** Opening Extracted text block **
- Date posted
- 3y
- Date posted
- 3y
Once you become used to constantly dealing with ocd, on a good day, it seems weird. Like you're missing something, ironically, that ends up triggering it. Or it may seem like you want the thoughts when its not true.
- Date posted
- 3y
I felt this when I’m having a good day I feel weird and that’s when I’m constantly hyper aware of my emotions that ends up triggering the intrusive thoughts again and depersonalization. I feel this happens because I have gone too lone with OCD that I have tied it to my identity.
- Date posted
- 3y
@CHZ I do believe this is exactly what happens. How long has it been since your ocd became full blown? For me its been about 3yrs, Im 28, and Ive always had ocd tendencies, but Ive lived longer without it than with it and I cant get out of the hole.
- Date posted
- 3y
i relate. ive been dealing with my obsessive thoughts for almost like a year and a half. and whenever i have days where, for the most part, my obsessions aren’t bothering me…. i know it’s too good to be true. i know i’m gonna end up falling into my patterns of ruminating and self sabotage. for me, its like i gave a big part of myself away to these obsessions, so when i don’t have them for a little bit, it feels weird… like “a piece of me is empty”
- Date posted
- 3y
I feel like for me the piece I feel like is missing is self love. Because I feel like somehow I don’t deserve to be happy.
** Closing Extracted text block **
** Opening Provided data block **
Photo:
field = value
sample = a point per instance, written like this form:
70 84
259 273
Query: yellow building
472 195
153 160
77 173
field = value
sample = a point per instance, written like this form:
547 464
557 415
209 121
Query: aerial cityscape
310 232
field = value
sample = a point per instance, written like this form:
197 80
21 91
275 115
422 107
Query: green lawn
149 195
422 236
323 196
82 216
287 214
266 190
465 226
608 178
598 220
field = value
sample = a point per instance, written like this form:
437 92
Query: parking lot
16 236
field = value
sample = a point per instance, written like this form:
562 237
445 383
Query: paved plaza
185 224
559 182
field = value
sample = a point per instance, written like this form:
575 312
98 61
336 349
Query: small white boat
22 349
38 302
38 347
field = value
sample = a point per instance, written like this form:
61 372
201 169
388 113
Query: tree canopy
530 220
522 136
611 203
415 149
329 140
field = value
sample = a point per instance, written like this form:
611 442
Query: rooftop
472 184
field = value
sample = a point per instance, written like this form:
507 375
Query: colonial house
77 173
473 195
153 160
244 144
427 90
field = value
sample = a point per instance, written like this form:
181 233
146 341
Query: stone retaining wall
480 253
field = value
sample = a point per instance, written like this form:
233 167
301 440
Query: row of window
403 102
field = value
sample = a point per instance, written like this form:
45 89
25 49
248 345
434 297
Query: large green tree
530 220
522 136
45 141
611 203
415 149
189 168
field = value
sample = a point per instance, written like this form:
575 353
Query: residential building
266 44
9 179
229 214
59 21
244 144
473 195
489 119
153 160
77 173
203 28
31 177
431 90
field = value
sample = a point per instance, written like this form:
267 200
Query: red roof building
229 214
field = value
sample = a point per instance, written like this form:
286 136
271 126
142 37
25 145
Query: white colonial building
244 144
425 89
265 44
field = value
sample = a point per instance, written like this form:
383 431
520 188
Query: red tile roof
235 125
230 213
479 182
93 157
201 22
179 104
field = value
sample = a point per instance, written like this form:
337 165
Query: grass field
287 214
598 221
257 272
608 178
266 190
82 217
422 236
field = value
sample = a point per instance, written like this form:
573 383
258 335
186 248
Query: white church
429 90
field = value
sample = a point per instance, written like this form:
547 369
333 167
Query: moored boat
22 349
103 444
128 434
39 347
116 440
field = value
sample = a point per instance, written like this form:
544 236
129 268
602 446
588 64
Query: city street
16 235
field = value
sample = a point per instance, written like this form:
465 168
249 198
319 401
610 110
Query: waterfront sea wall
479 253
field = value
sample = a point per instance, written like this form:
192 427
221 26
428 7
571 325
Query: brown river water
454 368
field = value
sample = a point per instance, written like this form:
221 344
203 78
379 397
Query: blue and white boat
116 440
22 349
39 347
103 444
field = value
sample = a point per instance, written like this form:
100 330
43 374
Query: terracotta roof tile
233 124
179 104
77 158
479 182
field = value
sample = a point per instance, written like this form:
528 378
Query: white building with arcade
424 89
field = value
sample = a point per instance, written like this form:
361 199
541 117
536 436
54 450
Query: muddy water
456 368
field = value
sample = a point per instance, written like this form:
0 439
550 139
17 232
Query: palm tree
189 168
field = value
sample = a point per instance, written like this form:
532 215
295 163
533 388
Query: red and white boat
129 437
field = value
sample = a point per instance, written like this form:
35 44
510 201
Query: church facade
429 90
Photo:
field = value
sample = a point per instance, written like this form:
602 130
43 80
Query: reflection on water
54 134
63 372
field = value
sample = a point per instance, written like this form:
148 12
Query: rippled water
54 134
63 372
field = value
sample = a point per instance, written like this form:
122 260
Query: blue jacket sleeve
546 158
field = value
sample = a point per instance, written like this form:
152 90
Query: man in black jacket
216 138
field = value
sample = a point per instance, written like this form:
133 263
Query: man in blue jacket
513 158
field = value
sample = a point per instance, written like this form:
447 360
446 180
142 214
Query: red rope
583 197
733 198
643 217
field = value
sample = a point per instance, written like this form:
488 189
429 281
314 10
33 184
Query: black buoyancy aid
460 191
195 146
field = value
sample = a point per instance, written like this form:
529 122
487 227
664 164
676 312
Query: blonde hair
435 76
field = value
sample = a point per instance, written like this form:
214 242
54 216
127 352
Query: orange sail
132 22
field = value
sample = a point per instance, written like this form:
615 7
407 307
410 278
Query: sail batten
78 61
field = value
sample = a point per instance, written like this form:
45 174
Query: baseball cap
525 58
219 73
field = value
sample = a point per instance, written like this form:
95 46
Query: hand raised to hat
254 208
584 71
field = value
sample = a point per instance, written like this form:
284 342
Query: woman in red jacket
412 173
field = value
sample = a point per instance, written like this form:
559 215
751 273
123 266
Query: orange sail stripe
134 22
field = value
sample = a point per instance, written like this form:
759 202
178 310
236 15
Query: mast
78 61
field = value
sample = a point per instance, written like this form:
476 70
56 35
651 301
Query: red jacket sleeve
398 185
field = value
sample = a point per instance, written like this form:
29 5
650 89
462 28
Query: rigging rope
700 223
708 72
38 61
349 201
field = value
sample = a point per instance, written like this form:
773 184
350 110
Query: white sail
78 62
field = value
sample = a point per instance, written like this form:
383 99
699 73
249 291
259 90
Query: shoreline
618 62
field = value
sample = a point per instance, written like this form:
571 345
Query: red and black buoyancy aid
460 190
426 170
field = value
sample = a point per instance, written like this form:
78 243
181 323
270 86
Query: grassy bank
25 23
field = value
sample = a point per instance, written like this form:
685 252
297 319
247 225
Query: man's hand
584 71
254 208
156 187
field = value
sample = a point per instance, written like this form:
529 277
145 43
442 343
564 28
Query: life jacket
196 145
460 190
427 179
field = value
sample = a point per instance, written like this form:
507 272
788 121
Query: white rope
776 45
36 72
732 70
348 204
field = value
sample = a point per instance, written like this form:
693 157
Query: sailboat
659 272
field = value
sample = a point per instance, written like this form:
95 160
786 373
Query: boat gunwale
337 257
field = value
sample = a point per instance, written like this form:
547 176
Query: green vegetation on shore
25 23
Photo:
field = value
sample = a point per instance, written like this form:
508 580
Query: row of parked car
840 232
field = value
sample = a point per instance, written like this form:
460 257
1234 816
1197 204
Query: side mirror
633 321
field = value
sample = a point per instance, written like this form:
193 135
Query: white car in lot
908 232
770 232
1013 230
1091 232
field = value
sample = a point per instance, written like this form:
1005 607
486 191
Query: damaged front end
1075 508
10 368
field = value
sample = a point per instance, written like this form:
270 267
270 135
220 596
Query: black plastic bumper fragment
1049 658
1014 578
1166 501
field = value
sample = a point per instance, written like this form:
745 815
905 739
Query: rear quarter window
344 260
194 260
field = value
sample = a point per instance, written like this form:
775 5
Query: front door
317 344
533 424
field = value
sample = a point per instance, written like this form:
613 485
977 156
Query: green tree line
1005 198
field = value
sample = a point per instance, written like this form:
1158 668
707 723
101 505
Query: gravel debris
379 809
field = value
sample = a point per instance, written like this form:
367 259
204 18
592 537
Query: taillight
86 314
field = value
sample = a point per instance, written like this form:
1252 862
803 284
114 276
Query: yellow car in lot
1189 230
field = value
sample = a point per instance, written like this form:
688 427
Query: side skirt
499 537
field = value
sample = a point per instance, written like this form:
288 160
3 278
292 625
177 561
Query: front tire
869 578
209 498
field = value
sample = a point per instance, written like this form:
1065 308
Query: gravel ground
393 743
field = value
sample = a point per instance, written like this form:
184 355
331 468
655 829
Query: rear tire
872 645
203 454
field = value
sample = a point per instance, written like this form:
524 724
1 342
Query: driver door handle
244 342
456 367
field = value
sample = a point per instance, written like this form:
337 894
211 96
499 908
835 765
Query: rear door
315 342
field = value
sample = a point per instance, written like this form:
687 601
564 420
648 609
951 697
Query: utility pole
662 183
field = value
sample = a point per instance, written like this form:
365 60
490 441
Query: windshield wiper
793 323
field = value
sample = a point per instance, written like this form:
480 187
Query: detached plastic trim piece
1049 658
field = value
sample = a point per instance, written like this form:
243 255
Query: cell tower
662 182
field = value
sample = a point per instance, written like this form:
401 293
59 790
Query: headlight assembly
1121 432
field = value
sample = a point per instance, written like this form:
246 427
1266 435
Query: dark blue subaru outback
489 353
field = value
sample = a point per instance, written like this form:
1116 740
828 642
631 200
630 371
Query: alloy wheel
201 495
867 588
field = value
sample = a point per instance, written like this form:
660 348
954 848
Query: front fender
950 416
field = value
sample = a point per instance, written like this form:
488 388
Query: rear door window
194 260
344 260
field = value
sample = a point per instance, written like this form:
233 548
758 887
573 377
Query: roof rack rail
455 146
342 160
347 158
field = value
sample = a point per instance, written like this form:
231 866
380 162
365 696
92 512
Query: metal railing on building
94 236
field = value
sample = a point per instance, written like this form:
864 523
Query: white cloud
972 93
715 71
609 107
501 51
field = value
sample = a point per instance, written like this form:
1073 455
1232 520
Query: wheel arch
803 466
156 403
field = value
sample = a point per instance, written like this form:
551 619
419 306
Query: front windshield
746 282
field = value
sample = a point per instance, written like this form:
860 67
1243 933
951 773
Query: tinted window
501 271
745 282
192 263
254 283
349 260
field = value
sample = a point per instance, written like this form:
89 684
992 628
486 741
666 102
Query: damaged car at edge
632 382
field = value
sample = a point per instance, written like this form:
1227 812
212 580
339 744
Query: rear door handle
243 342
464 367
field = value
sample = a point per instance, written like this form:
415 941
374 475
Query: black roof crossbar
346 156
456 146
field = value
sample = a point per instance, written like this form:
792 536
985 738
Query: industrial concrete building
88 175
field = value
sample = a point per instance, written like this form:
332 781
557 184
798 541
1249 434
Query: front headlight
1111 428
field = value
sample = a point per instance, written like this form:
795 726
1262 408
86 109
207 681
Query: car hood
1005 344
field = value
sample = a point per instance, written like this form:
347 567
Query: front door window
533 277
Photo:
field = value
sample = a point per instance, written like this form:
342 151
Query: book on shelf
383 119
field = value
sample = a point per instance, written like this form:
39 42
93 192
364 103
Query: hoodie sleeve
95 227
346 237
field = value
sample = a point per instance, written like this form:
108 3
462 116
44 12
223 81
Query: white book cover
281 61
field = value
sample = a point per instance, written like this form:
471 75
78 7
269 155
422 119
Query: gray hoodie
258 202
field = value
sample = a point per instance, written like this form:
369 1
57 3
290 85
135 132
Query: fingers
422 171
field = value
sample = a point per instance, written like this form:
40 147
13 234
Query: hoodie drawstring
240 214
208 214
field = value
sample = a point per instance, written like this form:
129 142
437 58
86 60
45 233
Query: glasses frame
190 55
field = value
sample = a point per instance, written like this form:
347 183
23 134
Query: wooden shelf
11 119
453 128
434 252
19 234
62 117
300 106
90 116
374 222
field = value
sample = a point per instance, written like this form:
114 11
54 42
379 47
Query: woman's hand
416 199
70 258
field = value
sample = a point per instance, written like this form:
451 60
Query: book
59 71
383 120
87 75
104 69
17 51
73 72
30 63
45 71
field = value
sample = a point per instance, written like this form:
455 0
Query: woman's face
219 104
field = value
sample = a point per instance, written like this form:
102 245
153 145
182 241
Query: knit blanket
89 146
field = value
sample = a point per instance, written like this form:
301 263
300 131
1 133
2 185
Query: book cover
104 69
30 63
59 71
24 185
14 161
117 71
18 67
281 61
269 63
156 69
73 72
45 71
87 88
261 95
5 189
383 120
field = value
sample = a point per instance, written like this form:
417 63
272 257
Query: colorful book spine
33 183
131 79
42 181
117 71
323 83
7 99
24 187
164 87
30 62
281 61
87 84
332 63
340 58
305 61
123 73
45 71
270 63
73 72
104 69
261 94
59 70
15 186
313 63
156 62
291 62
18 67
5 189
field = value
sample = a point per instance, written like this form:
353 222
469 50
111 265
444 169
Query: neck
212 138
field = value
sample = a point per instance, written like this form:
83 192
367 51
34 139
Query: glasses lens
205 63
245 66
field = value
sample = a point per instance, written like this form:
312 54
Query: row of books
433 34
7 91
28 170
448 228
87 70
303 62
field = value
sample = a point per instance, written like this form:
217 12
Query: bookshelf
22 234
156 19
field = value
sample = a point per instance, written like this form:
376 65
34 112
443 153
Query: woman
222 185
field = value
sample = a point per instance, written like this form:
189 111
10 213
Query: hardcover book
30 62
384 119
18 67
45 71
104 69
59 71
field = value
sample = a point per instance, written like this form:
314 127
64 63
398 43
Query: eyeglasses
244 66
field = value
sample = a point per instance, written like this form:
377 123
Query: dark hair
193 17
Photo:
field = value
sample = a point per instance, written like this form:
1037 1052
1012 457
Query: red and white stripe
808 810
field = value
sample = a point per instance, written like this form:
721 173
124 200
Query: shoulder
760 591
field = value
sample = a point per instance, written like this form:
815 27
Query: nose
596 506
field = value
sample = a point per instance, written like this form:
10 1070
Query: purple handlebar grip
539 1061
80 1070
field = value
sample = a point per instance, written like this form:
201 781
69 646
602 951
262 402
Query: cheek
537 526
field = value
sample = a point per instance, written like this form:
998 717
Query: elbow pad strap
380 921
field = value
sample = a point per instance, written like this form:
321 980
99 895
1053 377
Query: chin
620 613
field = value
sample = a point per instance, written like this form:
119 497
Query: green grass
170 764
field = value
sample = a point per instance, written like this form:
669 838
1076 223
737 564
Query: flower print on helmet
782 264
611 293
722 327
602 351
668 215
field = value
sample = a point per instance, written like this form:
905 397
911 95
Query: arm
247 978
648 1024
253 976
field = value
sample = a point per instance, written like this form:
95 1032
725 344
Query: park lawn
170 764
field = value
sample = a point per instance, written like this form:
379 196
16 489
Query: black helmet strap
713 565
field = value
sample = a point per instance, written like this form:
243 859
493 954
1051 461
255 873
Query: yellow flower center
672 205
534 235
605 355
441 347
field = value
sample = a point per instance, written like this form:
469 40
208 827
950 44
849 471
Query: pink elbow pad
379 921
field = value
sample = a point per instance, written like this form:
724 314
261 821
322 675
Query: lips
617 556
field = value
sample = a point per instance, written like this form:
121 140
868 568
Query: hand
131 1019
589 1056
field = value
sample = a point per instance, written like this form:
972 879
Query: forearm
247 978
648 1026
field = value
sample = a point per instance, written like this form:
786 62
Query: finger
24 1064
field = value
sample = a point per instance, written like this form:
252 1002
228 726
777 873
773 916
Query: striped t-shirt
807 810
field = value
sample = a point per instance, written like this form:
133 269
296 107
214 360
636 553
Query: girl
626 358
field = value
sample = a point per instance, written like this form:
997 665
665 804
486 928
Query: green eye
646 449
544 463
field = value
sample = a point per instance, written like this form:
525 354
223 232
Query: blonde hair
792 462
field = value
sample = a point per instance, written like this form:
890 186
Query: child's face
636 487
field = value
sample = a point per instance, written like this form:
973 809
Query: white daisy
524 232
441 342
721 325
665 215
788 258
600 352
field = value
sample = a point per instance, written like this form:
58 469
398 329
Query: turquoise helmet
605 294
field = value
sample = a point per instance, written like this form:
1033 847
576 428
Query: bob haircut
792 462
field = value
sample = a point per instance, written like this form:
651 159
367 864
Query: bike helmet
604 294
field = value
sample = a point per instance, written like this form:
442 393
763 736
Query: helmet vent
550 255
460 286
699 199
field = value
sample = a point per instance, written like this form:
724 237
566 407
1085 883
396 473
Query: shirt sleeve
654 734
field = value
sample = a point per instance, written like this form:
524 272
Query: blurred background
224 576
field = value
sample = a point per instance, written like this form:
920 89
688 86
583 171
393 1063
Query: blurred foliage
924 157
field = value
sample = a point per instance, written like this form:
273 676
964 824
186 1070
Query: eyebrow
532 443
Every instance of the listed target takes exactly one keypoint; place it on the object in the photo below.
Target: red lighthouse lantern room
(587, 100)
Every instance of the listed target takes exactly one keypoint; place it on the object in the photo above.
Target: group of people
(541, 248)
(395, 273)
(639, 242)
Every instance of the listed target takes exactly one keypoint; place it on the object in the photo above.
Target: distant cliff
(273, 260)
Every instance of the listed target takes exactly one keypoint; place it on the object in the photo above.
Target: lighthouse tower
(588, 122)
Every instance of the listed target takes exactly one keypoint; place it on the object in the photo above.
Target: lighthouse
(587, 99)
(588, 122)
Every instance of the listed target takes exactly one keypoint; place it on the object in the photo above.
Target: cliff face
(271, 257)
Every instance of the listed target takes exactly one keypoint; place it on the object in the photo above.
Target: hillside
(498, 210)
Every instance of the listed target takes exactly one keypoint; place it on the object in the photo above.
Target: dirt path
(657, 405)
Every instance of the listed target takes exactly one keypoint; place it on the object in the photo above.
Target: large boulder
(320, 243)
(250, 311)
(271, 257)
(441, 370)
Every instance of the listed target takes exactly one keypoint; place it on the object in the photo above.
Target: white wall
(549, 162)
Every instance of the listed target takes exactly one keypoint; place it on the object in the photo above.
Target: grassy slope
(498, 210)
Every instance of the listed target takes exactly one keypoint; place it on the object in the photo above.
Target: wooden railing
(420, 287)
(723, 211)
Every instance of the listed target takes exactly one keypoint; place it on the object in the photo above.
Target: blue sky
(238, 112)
** Closing Provided data block **
## Work instructions
Extend the discussion about OCD and feeling strange on good days, picking up right after its final post.

## Your response
- Date posted
- 3y
Same, its a very tough place to be in.
- Date posted
- 3y
The absence of anxiety to a mind formed in existential fear is a strange feeling. For me, on good days, there's a bit of a meta-suspiciousness about the longevity of the goodness. I think that as time goes on, and the good days become increasingly the norm, the part of you that feels empty will be filled with the acknowledgement that feeling anxiety isn't necessary for your survival anymore. As well as that, as Hhrose1 mentioned, these feelings can derive from a feeling of not deserving to get better. It could be beneficial to journal your thoughts and feelings on those days to see what's actually happening in your mind to animate the overall emptiness feeling. OCD is ultimately a disease of low self-love and self-trust at it's core.
- Date posted
- 3y
i’ve had the same thing happen to me. in actuality, for the last couple of days. i’ve moved across country with very good friends. i’ve recently been feeling so much better about having new beginnings, and moving to a completely different state, and leaving my parents place, then all of a sudden, my mind starts to ruminating on harm ocd and it’s definitely made me more anxious about the move in general now and makes me question my identity as a whole. it’s so disabling to the point where it makes me want to run away and harm myself from hurting others.
Related posts
- Date posted
- 25w
Is it possible for OCD to start playing with your feelings? Because I'm so sure about it, but sometimes it feels like it doesn't even when I don't feel anything. And I'm feeling so empty. Like it's okay to feel when it's not. I don't want to feel this. But I feel so weak to deal with it. Is this normal? I'm feeling weird. Everything kind of hurts but at the same time it doesn't.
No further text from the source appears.